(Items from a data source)
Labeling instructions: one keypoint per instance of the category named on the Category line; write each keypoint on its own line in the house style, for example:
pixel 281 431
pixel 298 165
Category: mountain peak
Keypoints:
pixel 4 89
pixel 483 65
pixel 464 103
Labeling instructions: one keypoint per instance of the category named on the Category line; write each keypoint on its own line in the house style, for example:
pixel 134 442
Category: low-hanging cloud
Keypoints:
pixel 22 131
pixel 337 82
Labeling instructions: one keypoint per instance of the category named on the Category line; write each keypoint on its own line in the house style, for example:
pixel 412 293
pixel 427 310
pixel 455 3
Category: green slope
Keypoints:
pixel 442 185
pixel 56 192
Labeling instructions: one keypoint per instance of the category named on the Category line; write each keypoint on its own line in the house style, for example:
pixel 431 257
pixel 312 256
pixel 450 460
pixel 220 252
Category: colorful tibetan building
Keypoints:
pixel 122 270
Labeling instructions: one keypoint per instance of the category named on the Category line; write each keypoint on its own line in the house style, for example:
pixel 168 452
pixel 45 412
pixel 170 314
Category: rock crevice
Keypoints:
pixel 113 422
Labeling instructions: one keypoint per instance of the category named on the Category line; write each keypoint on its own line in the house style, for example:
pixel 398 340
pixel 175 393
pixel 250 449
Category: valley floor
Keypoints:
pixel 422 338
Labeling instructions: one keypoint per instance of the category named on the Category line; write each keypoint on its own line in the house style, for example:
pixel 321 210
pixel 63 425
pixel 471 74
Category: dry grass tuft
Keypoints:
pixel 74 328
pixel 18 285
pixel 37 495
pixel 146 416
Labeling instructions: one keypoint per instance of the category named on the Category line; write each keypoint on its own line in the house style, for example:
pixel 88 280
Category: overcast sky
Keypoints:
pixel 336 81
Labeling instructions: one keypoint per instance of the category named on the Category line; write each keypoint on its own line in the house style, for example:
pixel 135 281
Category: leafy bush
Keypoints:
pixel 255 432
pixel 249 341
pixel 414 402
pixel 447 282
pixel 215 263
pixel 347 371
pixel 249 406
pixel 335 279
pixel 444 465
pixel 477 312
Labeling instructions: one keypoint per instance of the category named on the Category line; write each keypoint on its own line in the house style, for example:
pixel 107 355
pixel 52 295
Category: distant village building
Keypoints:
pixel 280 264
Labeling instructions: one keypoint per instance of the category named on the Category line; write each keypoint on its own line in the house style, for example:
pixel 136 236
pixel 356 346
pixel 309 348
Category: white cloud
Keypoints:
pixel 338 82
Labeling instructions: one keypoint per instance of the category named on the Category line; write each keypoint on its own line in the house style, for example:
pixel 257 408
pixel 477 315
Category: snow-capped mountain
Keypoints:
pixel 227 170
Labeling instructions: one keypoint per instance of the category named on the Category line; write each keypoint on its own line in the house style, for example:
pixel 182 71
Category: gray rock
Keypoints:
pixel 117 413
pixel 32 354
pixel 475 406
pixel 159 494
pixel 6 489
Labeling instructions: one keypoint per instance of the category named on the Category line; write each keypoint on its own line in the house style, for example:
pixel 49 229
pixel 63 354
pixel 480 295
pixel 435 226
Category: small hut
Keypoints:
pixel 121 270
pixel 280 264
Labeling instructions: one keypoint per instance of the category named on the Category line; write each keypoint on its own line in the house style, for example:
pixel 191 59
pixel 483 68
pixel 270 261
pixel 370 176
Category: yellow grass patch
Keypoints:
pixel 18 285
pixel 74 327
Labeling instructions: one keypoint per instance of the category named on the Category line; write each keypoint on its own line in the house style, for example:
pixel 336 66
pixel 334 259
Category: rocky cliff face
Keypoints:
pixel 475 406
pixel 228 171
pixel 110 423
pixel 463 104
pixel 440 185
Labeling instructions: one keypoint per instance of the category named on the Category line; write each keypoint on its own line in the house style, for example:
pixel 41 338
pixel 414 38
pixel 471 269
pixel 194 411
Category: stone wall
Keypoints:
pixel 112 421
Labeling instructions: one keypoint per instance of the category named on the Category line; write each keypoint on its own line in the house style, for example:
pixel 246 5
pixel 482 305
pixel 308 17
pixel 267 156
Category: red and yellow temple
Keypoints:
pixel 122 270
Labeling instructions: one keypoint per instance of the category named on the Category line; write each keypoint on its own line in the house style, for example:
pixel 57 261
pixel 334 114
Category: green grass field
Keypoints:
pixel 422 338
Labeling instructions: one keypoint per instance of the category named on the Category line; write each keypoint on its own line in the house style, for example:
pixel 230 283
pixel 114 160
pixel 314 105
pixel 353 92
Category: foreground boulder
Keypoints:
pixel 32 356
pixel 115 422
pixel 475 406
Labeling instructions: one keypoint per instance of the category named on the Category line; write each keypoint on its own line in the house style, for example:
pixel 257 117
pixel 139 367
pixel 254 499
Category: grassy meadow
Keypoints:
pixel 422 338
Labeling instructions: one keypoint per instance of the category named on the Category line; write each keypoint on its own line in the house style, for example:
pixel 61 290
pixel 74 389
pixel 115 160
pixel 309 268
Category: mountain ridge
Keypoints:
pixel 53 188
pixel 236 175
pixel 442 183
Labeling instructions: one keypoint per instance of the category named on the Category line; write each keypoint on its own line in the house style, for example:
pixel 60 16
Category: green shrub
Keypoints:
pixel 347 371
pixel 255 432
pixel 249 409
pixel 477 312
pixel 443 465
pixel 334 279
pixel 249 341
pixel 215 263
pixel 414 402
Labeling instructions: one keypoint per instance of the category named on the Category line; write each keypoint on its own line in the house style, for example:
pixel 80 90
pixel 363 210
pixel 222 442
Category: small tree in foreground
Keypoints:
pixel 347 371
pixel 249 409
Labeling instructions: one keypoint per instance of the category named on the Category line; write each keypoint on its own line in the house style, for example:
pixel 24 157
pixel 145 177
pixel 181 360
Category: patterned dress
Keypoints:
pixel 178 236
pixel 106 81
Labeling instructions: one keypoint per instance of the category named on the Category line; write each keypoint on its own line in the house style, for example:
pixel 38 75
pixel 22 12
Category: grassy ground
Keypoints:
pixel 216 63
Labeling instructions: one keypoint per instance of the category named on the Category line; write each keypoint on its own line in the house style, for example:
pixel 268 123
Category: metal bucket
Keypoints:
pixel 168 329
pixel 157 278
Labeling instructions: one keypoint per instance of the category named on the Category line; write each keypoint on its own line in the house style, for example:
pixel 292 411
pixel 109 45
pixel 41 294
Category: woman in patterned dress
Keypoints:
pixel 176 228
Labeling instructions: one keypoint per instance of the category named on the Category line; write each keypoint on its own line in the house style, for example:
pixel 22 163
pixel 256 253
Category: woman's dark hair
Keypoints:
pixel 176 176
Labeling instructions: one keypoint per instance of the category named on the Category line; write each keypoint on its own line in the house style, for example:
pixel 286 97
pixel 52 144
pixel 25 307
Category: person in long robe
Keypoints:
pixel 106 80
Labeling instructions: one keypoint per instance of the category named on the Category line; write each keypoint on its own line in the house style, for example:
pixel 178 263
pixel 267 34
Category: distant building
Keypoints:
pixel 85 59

*WORK REQUIRED*
Say the number of lines above that include "dress", and only that.

*YOUR SOLUTION*
2